» **Article**
Tools of the Trade
Do you consider objectivity to be a principle to abide by, or a tool to be used and discarded?
Modern discourse presents a quiet but consequential split, that God is treated as a matter of personal belief, while objectivity is treated as a technical method. One is placed in the realm of feeling and identity; the other is confined to laboratories, data, and measurable systems. This may be a thought that has never crossed your mind. To some, this division may appear practical, allowing people to hold private beliefs while maintaining public standards of evidence. But beneath that surface, it produces a foundational dissonance. It separates the very idea of truth from any stable foundation, while simultaneously preserving the appearance of objectivity where it is most useful.
To see the issue clearly, we have to begin with a simple question: what makes anything true in a way that is not dependent on opinion? For truth to exist in a meaningful sense, it must be anchored in something that does not shift with perspective. If what is true today can become false tomorrow based solely on preference, then truth is no longer truth, it is merely consensus or convenience. This applies not only to scientific facts, but to knowledge as a whole, including moral claims, judgments, and principles of justice. Coherence across all of these domains requires a reference point that is not derived from individuals, not dependent on agreement, and not subject to change.
This is where the concept of objectivity becomes indispensable. In modern Western thought, objectivity is typically defined as the ability to make judgments that are free from personal bias, perspective, or subjective influence. It implies that a claim is true regardless of who observes it, provided the same conditions are met. This definition is useful, but it is often treated as procedural, as if objectivity is simply a method for filtering out bias.
A deeper analysis reveals that this procedural definition already depends on a more fundamental structure. For objectivity to exist in the way it is commonly described, it must satisfy a set of conditions that are rarely stated explicitly but are always assumed.
First, objectivity needs singularity: there cannot be multiple, conflicting objective truths about the same thing under the same conditions, otherwise it is bias. Second, it must be universal: what is objectively true must hold regardless of who observes it. Third, it must be independent: it cannot depend on individual minds or collective agreement. Fourth, it must be invariant: it does not change across time or context in a way that undermines its stability. Fifth, it must be non-derived: it cannot be constructed from subjective inputs, because that would reintroduce the very variability it is meant to eliminate. And sixth, it must be external: it must exist outside the system of perspectives it governs, rather than emerging from within them, reducing to circularity.

(Data entries)
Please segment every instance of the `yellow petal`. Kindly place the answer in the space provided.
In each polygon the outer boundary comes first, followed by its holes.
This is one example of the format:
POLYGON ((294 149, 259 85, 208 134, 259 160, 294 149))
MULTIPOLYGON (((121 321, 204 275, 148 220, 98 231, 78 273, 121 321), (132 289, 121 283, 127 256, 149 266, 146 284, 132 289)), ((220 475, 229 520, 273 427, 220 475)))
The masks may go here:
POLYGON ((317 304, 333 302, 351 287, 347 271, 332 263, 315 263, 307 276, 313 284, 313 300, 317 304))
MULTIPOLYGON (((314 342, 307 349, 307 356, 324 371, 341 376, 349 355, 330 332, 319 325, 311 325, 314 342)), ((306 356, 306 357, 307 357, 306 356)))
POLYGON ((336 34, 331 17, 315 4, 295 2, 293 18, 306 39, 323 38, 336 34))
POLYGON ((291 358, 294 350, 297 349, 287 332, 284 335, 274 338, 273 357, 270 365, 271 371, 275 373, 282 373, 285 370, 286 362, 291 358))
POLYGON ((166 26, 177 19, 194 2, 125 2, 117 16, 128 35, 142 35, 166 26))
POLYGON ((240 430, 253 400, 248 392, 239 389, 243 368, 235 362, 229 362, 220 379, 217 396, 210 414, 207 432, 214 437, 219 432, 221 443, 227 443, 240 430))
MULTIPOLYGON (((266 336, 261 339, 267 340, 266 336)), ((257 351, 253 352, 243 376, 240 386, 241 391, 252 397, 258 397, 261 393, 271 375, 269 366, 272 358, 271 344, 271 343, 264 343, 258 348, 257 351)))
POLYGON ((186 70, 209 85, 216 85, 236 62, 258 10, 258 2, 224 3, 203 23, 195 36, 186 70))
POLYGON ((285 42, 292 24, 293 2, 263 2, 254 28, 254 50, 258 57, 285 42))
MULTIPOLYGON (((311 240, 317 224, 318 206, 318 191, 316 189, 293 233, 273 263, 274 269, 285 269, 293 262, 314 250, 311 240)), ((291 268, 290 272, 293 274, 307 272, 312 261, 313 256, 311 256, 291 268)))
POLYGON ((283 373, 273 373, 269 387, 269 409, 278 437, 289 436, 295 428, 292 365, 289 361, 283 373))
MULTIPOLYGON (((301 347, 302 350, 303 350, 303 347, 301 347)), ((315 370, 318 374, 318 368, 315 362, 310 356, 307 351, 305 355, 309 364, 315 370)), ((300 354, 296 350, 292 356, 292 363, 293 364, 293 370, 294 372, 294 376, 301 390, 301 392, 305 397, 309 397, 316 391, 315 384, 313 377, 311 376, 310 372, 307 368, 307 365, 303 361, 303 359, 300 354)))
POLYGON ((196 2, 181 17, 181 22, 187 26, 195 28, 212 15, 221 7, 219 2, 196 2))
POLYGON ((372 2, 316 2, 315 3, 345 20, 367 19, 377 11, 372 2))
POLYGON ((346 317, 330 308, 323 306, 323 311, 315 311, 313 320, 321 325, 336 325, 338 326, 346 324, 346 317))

» **Instruction**
Decide whether each statement below agrees with the article on objectivity. Answer yes or no for each, and quote the words from the article that settle it.
1. The article says objectivity must hold no matter who observes it.
2. The article says the conditions objectivity must meet are usually stated outright.
3. The article says modern discourse treats God as a technical method.

» **Task solution**
1. Yes: "Second, it must be universal: what is objectively true must hold regardless of who observes it."
2. No: "it must satisfy a set of conditions that are rarely stated explicitly but are always assumed."
3. No: "God is treated as a matter of personal belief, while objectivity is treated as a technical method."